**Fragmento para leer:**
⁂

La devoción a la santa Virgen figura entre las principales características de la congregación de los Oblatos de María Inmaculada. Desde el principio, apenas dos años después de la fundación, en Aix, el padre Eugenio de Mazenod aceptaba, a la petición del obispo de Digne, el servicio en el santuario de Nuestra Señora de Laus. Con los años, decenas de otros lugares de peregrinaje a la Virgen fueron aceptados, restaurados y animados por los oblatos. El Apostolado de enero de 1988 nos recordó la historia de unos veinte de ellos todavía servidos por los hijos del bienaventurado Mazenod.

Los misioneros, por su parte, se mostraron fieles en anotar en su correspondencia algunos rasgos edificantes para hacerlos conocer y amar a nuestra buena Madre del cielo. El padre Casimir-Eugène Chirouse, misionero en Oregon y en la Colombia Británica de 1847 a 1892, cuenta esta historia conmovedora llegada de la tribu de los Snohomish, en Tulalip, Oregon.

Pierre reniega su bautismo
Después de muchas semanas de catecismo, el padre Chirouse había ganado a la fe católica una buena decena de estos niños de bosque. Durante una gran fiesta, había hecho correr el agua bautismal en la frente de sus catecúmenos fervorosos. Una salva de golpes de fusil, unos cánticos y una excelente comida, mojada con un poco de aguardiente indispensable para estos queridos amerindios, aumentan la vitalidad de la ceremonia. Todo el mundo irradia alegría. Un hombre vigoroso, bautizado bajo el nombre de Pierre, parece el jefe del grupo. Durante más de tres meses, no teme manifestar públicamente sus convicciones religiosas. Pero, tan pronto como el oblato deja la misión, la pobre natura humana vuelve a adquirir sus derechos. Pierre vuelve a sus viejas costumbres de alcoholismo y poligamia. Se había convertido en un escándalo para toda la tribu. Vivía así desde hace siete años, cuando una enfermedad mortal le afectó fuertemente.

⁂

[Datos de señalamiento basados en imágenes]
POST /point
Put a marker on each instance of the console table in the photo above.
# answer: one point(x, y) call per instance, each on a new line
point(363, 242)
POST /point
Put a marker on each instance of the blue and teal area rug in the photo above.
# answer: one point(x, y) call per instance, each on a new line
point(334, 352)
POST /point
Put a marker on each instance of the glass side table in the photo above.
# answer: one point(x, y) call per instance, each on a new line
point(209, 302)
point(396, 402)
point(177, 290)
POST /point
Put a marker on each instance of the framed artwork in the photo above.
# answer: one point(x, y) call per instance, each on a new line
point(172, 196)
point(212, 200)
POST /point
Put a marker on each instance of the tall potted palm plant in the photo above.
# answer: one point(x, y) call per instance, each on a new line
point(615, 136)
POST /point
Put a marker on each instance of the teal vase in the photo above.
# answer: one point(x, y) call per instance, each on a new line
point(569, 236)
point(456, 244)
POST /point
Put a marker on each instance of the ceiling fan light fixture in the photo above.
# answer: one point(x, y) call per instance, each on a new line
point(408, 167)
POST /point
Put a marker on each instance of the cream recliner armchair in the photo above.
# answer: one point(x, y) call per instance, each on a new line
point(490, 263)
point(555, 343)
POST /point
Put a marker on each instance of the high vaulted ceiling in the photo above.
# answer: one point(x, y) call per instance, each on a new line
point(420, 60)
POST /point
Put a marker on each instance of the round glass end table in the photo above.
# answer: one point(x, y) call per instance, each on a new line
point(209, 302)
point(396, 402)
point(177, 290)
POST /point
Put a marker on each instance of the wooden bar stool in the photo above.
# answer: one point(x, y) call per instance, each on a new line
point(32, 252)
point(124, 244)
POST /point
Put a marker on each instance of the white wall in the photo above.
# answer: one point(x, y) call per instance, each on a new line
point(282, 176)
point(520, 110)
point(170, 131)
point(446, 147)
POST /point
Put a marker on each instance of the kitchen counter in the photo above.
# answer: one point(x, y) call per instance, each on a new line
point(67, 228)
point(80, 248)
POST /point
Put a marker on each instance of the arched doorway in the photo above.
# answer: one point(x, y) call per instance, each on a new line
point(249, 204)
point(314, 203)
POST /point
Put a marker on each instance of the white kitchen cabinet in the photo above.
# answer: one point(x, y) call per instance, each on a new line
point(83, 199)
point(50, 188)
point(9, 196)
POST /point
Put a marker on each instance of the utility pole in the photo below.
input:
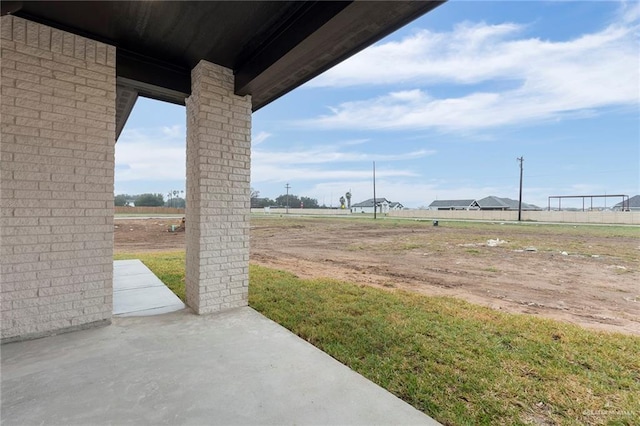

⁂

**Instrucciones:**
**a.** Vuelve a escribir el fragmento desde "Los misioneros, por" hasta "en Tulalip, Oregon.".
**b.** Enumera lo que, según el fragmento, aumenta la vitalidad de la ceremonia del bautismo.

**Respuestas:**
**a.**
Los misioneros, por su parte, se mostraron fieles en anotar en su correspondencia algunos rasgos edificantes para hacerlos conocer y amar a nuestra buena Madre del cielo. El padre Casimir-Eugène Chirouse, misionero en Oregon y en la Colombia Británica de 1847 a 1892, cuenta esta historia conmovedora llegada de la tribu de los Snohomish, en Tulalip, Oregon.

**b.**
- Una salva de golpes de fusil
- Unos cánticos
- Una excelente comida, mojada con un poco de aguardiente